Extract to read >>
____________
But when pastors have time to reflect upon their emotional condition, they may admit … if only to themselves … that they have some all-too-human fears.

Paul the apostle certainly did:

For when we came into Macedonia, this body of ours had no rest, but we were harassed at every turn – conflicts on the outside, fears within.  2 Corinthians 7:5

In a moment of candor, Paul admits that he and his travelling party had some fears.  Paul was waiting to hear from Titus how the church in Corinth was doing, and especially how the Corinthian believers viewed Paul.

If the greatest of all the apostles admitted to having occasional internal fears, then certainly his successors can admit they have some as well.

What are some fears that a pastor might have?

First, pastors fear church stats heading south.  Several years ago, I had lunch with a former megachurch pastor and author.  For more than two decades, everything this man did inside his church turned to gold.

But one day, he realized that people weren’t listening to him like they used to do.  In fact, attendance began taking a dive.  Nothing he tried worked anymore.  It was painful for him to admit that his ministry wasn’t the success it once was.  And he realized inside his spirit that it was time for him to resign.

He was treated well by the church’s governing leaders.  They were grateful for his successful work over the years and gave him a separation package that reflected their appreciation.

But here’s the scary part: the pastor never saw the drop in attendance coming.  He assumed that since attendance had always gone up in the past, it would continue to rise in the future.

A drop in attendance isn’t always the fault of the pastor.  Sometimes it’s due to a resistant community … or a less-than-competent staff … or governing leaders who are risk averse … or dozens of other factors.

But pastors can easily personalize those empty seats and blame themselves for them … even while they are preaching the Word of God.

When I was a pastor, I sat in the front row of the worship center with my back to the congregation before I preached.  I usually wasn’t aware of the attendance until I stood on the stage.  Sometimes, I’d expect a sparse crowd, and the place would be packed.  Other times, I’d hope for a packed house and the place would be sparse.

Most pastors know that if there are too many Sundays with sparse attendance, someone is going to suggest that the church needs a new pastor … and that prospect frightens most pastors … because pastors cannot control attendance by themselves.

Second, pastors fear people leaving the church.  If a family visited our church for a couple of Sundays, and they didn’t return, I didn’t lose any sleep.  And if I heard that a family on the fringe was visiting another church, that was okay with me.

But I didn’t want to lose anyone who attended our church on a regular basis.
____________
Recorded data >>
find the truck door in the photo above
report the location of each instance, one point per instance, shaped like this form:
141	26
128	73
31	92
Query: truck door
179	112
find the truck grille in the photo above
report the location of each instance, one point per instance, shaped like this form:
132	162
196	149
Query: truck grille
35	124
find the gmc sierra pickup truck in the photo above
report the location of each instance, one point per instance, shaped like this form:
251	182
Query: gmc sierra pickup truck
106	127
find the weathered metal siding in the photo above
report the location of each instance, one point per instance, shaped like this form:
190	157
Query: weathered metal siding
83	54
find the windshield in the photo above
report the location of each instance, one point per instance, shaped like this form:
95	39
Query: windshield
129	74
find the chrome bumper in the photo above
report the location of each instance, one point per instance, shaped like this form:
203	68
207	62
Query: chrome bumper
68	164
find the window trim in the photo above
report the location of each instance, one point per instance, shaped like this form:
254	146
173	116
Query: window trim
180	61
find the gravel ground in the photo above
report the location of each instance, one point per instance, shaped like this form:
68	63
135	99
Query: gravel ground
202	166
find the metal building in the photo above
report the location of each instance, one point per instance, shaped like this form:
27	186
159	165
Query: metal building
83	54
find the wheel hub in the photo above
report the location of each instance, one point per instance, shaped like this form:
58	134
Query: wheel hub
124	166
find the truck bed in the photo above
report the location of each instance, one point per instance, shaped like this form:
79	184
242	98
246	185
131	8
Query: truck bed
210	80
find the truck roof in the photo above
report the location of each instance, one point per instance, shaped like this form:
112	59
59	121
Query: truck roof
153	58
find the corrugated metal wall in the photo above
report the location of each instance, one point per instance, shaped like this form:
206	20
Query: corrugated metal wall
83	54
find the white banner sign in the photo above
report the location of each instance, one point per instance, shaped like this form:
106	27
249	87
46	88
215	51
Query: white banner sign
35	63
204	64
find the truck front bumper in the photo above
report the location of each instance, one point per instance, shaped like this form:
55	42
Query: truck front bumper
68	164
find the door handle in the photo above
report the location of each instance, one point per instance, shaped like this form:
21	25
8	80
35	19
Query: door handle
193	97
____________
Instructions >>
a) Return the entries from the line holding "find the door handle in the photo above" through the last line of the entries, both ends included, copied unchanged.
b) Carry the essay on pastors' fears further, starting right after its final sentence.
The essay and the entries do not share a source.

Exercise results >>
a)
find the door handle in the photo above
report the location of each instance, one point per instance, shaped like this form:
21	25
8	80
35	19
Query: door handle
193	97

b)
In my second pastorate, a single woman and her son attended our small church.  Since she liked to sing, we provided opportunities for her to use her gift.

But one day, I noticed that she and her son had been missing for several weeks.  The right thing to do was to call her and see how she was doing … but I didn’t want to make that call.

Why not?  Because I had a feeling that I already knew what she was going to say … and I was right: “We’re visiting other churches.”

The only time I’ve ever seen Rick Warren cry is when he told several thousand pastors how much pain he feels when people leave Saddleback Church.

My guess is that whenever people leave a church, the pastor views their departure as a personal failure.

Jesus lost Judas.  Paul lost Demas.  God the Father has watched millions of His sons and daughters walk away from their faith.  The best leaders lose adherents.

But when that happens, pastors often kick themselves and say, “If I was only a better preacher … a better leader … a better listener … a better counselor … we could have kept that family.”

And there are usually others around who want to kick the pastor because the ones who left are their friends.

But pastors have an even greater fear when a family leaves: they’re afraid that one family might entice others to leave … resulting in a mass exodus that could cripple attendance and giving.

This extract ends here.